Extracted data –
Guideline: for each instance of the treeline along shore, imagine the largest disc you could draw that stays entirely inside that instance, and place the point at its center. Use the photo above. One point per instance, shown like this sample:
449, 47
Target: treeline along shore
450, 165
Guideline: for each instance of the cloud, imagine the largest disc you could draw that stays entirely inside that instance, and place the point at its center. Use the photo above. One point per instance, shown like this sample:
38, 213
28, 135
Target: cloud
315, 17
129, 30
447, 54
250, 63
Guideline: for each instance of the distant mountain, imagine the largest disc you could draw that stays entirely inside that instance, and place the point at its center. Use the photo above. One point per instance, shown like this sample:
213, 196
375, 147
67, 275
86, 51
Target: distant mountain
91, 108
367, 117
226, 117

==

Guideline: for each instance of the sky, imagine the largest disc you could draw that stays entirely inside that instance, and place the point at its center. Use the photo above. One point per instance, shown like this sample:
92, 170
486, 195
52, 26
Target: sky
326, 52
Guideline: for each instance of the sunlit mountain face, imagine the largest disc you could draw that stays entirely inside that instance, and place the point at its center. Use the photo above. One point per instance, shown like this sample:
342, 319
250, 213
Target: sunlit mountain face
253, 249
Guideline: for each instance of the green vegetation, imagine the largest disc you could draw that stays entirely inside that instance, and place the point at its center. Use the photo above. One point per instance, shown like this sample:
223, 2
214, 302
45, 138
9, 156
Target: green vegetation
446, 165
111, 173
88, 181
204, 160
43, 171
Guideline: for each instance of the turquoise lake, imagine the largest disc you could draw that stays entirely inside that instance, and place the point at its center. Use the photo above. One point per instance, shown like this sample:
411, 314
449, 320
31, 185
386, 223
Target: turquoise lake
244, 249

---

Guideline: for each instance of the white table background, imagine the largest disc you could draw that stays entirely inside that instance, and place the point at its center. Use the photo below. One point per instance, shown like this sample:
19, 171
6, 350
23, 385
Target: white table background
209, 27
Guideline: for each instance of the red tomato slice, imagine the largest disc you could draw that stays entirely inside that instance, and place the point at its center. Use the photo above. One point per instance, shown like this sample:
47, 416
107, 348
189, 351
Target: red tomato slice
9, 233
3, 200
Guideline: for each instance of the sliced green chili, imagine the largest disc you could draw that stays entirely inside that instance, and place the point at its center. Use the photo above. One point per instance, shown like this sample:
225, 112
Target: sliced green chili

Activity – Copy each line above that has the word "sliced".

Written solution –
Guideline: for each instance of the sliced green chili, imagine the largest disc you could draw that stays entirely inside that instance, and place the point at its center. Use the photo above. One point per instance, shown like this sample:
Target: sliced green chili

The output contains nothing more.